→ Given records:
——————————

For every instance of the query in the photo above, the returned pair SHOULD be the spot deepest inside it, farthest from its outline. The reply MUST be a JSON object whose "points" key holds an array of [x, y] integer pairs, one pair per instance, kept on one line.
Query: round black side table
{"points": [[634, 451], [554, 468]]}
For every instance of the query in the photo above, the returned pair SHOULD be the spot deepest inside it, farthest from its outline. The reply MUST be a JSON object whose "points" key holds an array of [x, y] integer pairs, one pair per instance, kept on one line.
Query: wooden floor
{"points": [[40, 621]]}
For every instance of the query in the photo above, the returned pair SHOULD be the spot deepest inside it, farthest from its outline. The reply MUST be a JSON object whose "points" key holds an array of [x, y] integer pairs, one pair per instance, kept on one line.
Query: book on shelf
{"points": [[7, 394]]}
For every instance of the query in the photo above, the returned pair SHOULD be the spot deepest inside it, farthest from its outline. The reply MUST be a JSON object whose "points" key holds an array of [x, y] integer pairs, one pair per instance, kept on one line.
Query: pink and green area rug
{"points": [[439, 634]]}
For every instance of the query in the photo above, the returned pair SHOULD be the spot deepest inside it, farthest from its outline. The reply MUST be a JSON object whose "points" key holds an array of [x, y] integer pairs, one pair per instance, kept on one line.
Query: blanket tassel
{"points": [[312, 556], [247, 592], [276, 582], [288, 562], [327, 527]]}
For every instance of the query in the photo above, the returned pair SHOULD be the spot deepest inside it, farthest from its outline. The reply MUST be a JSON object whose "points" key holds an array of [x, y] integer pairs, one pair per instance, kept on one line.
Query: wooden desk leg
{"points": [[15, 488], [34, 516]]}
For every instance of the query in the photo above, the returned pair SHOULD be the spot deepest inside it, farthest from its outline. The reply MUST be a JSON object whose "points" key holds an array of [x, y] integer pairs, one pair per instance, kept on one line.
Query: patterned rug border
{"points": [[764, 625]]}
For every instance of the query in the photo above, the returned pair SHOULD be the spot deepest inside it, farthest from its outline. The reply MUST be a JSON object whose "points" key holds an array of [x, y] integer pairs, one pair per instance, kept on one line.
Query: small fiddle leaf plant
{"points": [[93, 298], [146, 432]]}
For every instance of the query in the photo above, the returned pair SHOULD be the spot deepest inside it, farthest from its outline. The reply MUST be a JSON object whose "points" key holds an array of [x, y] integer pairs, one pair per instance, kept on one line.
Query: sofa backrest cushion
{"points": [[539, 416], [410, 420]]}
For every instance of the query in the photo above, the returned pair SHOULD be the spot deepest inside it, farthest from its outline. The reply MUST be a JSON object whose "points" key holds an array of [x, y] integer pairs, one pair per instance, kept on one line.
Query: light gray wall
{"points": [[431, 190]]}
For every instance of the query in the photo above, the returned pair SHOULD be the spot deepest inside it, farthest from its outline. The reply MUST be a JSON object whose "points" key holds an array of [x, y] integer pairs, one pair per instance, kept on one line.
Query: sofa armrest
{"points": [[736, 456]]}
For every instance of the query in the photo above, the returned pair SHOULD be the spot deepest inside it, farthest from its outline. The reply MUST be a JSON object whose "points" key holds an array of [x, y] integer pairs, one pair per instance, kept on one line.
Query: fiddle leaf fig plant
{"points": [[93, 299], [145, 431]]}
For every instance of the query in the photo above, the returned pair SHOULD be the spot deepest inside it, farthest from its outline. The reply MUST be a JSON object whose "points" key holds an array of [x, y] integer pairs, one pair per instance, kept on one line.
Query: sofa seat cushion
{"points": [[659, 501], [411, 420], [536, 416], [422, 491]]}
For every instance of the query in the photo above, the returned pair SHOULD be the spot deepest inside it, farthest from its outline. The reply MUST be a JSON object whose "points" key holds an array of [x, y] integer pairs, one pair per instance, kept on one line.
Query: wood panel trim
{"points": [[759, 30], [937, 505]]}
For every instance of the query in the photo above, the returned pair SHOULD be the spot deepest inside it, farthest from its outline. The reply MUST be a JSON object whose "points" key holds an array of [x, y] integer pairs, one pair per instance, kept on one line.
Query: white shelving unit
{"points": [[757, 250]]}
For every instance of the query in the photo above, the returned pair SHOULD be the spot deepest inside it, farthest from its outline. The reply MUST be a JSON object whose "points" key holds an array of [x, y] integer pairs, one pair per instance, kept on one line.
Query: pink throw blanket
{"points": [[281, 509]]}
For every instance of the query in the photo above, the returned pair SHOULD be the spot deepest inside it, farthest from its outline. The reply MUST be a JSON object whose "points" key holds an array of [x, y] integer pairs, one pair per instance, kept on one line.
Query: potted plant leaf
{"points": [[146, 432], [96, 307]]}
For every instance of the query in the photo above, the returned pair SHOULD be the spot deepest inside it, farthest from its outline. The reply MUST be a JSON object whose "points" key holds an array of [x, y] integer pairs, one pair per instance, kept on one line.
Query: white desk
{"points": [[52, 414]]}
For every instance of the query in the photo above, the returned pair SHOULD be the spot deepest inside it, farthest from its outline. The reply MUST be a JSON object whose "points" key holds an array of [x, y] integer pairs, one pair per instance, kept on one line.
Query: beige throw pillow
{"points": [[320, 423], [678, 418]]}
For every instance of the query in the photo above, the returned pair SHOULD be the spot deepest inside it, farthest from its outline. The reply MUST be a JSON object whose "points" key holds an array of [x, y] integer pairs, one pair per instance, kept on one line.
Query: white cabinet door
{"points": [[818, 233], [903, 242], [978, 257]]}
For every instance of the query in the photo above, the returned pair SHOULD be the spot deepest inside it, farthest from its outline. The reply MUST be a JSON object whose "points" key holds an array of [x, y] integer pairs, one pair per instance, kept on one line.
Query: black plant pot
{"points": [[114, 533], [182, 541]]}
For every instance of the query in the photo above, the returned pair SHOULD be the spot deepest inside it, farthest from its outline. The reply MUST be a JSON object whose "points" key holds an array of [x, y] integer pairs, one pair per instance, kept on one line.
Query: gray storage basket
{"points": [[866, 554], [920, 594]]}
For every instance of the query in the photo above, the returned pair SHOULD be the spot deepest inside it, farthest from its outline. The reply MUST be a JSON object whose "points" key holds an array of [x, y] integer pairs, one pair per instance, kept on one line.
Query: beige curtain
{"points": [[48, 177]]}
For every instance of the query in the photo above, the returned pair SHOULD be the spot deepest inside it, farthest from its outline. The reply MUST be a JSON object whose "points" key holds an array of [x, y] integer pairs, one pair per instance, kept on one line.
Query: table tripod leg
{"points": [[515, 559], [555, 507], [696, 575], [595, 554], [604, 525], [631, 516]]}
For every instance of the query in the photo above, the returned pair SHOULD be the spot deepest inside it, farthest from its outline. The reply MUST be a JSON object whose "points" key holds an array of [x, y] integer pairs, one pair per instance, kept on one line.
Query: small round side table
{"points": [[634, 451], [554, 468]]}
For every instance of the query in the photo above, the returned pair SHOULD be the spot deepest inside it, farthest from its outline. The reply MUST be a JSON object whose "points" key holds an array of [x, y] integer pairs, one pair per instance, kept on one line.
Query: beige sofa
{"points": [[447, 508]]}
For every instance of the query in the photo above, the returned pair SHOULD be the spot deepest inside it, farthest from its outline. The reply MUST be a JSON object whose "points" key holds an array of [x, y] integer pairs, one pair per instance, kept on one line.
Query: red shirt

——————————

→ Exercise instructions: Output an exact copy of each record.

→ Solution to the problem:
For every instance of the query in the photo above, the returned pair SHOULD be the spot deepest inside it, farthest from its outline. The reply MUST be a JSON object whose "points" key holds an array of [x, y] integer pairs, one pair per instance, kept on one line.
Query: round black side table
{"points": [[634, 451], [554, 468]]}
For every instance of the query in the photo above, the returned pair SHOULD be the spot deepest inside it, farthest from its outline. The reply MUST be a JSON object whose "points" key holds an array of [x, y] integer pairs, one pair per instance, kept on one line.
Query: wooden floor
{"points": [[40, 621]]}
For every instance of the query in the photo above, the returned pair SHOULD be the spot deepest inside it, farthest from its outline. The reply MUST be a JSON object whose "points" key holds an array of [x, y] integer pairs, one pair per instance, kept on one line.
Query: book on shelf
{"points": [[7, 394]]}
For every instance of the query in the photo above, the returned pair SHOULD be the spot deepest inside it, farthest from its outline. The reply MUST be a JSON object whose "points" key holds an array of [x, y] integer pairs, one pair per instance, kept on one line.
Query: pink and green area rug
{"points": [[439, 634]]}
For every instance of the query in the photo above, the returned pair SHOULD be the spot deepest inside it, farthest from its outline. The reply MUST be a JSON object whose "points" key holds an array of [x, y] integer pairs, one pair per instance, kept on one line.
Query: blanket tassel
{"points": [[312, 556], [247, 592], [276, 582], [288, 562], [327, 527]]}
For every instance of the query in the photo above, the returned pair SHOULD be the spot deepest inside it, farthest from its outline. The reply MUST be a JSON object whose "points" key holds an array of [x, y] integer pairs, one pair per instance, kept on one line.
Query: wooden desk leg
{"points": [[15, 488], [34, 516]]}
For every instance of the query in the photo above, the returned pair SHOULD be the spot deepest inside it, farthest from its outline. The reply MUST be a JSON object whose "points" key holds an array of [x, y] integer pairs, one pair per instance, kept on one line.
Query: patterned rug border
{"points": [[764, 625]]}
For every instance of the query in the photo above, the returned pair SHOULD be the spot deepest inside it, farthest from its outline. The reply MUST be a JSON object whose "points" key holds an array of [x, y] integer pairs, one pair per instance, kept on one line.
Query: small fiddle leaf plant
{"points": [[93, 298], [146, 432]]}
For every instance of the query in the photo above, the returned pair SHOULD be the spot deepest inside it, farthest from its outline. The reply MUST be a JSON object whose "points" key holds an array of [x, y] integer pairs, one pair per instance, kept on one line.
Query: sofa backrest cushion
{"points": [[539, 416], [410, 420]]}
For every instance of the query in the photo above, the returned pair SHOULD be the spot deepest inside it, farthest from its outline. The reply MUST be a JSON object whose "points" key holds an array of [x, y] integer pairs, one pair per instance, kept on one line.
Query: light gray wall
{"points": [[431, 190]]}
For every instance of the query in the photo above, the returned pair SHOULD be the spot deepest inside it, farthest from its outline. The reply MUST be a JSON object whose "points" key holds an array of [x, y] integer pairs, one pair per instance, kept on one line.
Query: sofa armrest
{"points": [[736, 456]]}
For every instance of the query in the photo above, the returned pair SHOULD be the spot deepest inside it, farthest from its outline. The reply MUST be a JSON object whose "points" key holds an array of [x, y] integer pairs, one pair per instance, kept on one line.
Query: fiddle leaf fig plant
{"points": [[93, 299], [145, 431]]}
For every instance of the query in the photo above, the returned pair SHOULD be the spot deepest inside it, farthest from its outline. The reply MUST be a JSON object whose "points" key holds an array of [x, y] integer pairs, one pair per instance, kept on one line.
Query: sofa seat cushion
{"points": [[659, 501], [411, 420], [536, 416], [422, 491]]}
For every instance of the query in the photo above, the returned pair SHOULD be the spot deepest inside it, farthest from its outline. The reply MUST be a JSON object whose "points" key holds an array of [x, y] integer pairs, one pair per instance, kept on one line.
Query: wood panel trim
{"points": [[759, 30], [937, 505]]}
For every instance of the query in the photo above, the returned pair SHOULD be the spot deepest inside it, farthest from its outline. The reply MUST be a JSON object whose "points" key holds an array of [x, y] integer pairs, one pair per instance, kept on one line.
Query: white shelving unit
{"points": [[757, 250]]}
For every instance of the query in the photo above, the returned pair SHOULD be the spot deepest inside it, farthest from its outline. The reply MUST be a JSON object whose "points" key holds an array of [x, y] integer pairs, one pair per instance, kept on one line.
Query: pink throw blanket
{"points": [[281, 509]]}
For every instance of the query in the photo above, the returned pair SHOULD be the spot deepest inside it, farthest from its outline. The reply MUST be a JSON object whose "points" key holds an array of [x, y] integer pairs, one pair per instance, kept on one line.
Query: potted plant leaf
{"points": [[146, 432], [96, 307]]}
For every instance of the query in the photo above, the returned pair SHOULD be the spot deepest inside it, farthest from its outline. The reply MUST be a JSON object whose "points" key holds an array of [x, y] integer pairs, one pair per instance, kept on one line.
Query: white desk
{"points": [[52, 414]]}
For every instance of the query in the photo above, the returned pair SHOULD be the spot deepest inside it, farthest from its outline. The reply MUST be a JSON object whose "points" key holds an array of [x, y] integer pairs, one pair per instance, kept on one line.
Query: beige throw pillow
{"points": [[320, 423], [678, 418]]}
For every instance of the query in the photo above, the returned pair SHOULD be the spot deepest inside it, farthest from its outline. The reply MUST be a JSON object whose "points" key holds an array of [x, y] integer pairs, one pair per instance, kept on one line.
Query: white cabinet door
{"points": [[818, 233], [903, 242], [978, 257]]}
For every instance of the query in the photo above, the returned pair SHOULD be the spot deepest inside it, farthest from its outline. The reply MUST be a JSON object whose "points" key holds an array of [x, y] integer pairs, one pair per instance, kept on one line.
Query: black plant pot
{"points": [[114, 533], [182, 541]]}
For every instance of the query in the photo above, the returned pair SHOULD be the spot deepest inside it, farthest from its outline. The reply MUST be a JSON object whose "points" key holds an array of [x, y] integer pairs, one pair per instance, kept on one line.
Query: gray storage basket
{"points": [[866, 554], [920, 594]]}
For every instance of the query in the photo above, the returned pair SHOULD be the spot deepest inside it, farthest from its outline. The reply MUST be a JSON object whose "points" key holds an array of [x, y] integer pairs, one pair per instance, kept on one line.
Query: beige curtain
{"points": [[48, 177]]}
For every instance of the query in the photo above, the returned pair SHOULD be the spot deepest inside it, farthest from its outline. The reply MUST be a JSON object whose "points" key holds an array of [x, y] integer pairs, one pair per instance, kept on one line.
Query: table tripod leg
{"points": [[515, 559], [555, 507], [696, 575], [595, 554], [604, 525], [631, 516]]}
For every instance of the query in the photo above, the returned pair SHOULD be the spot deepest inside it, farthest from its outline. The reply MUST be a JSON object whose "points" key holds an array of [x, y] integer pairs, one pair per instance, kept on one line.
Query: small round side table
{"points": [[634, 451], [554, 468]]}
For every instance of the query in the photo above, the returned pair SHOULD be the spot deepest inside it, farthest from its outline. The reply MUST be a JSON object whose "points" key holds an array of [x, y] integer pairs, one pair per instance, kept on one line.
Query: beige sofa
{"points": [[447, 508]]}
For every instance of the query in the photo above, the returned pair SHOULD be the spot deepest inside it, farthest from its outline. The reply MUST be a JSON object whose "points" key holds an array of [x, y] integer pairs, one pair per instance, kept on one line.
Query: red shirt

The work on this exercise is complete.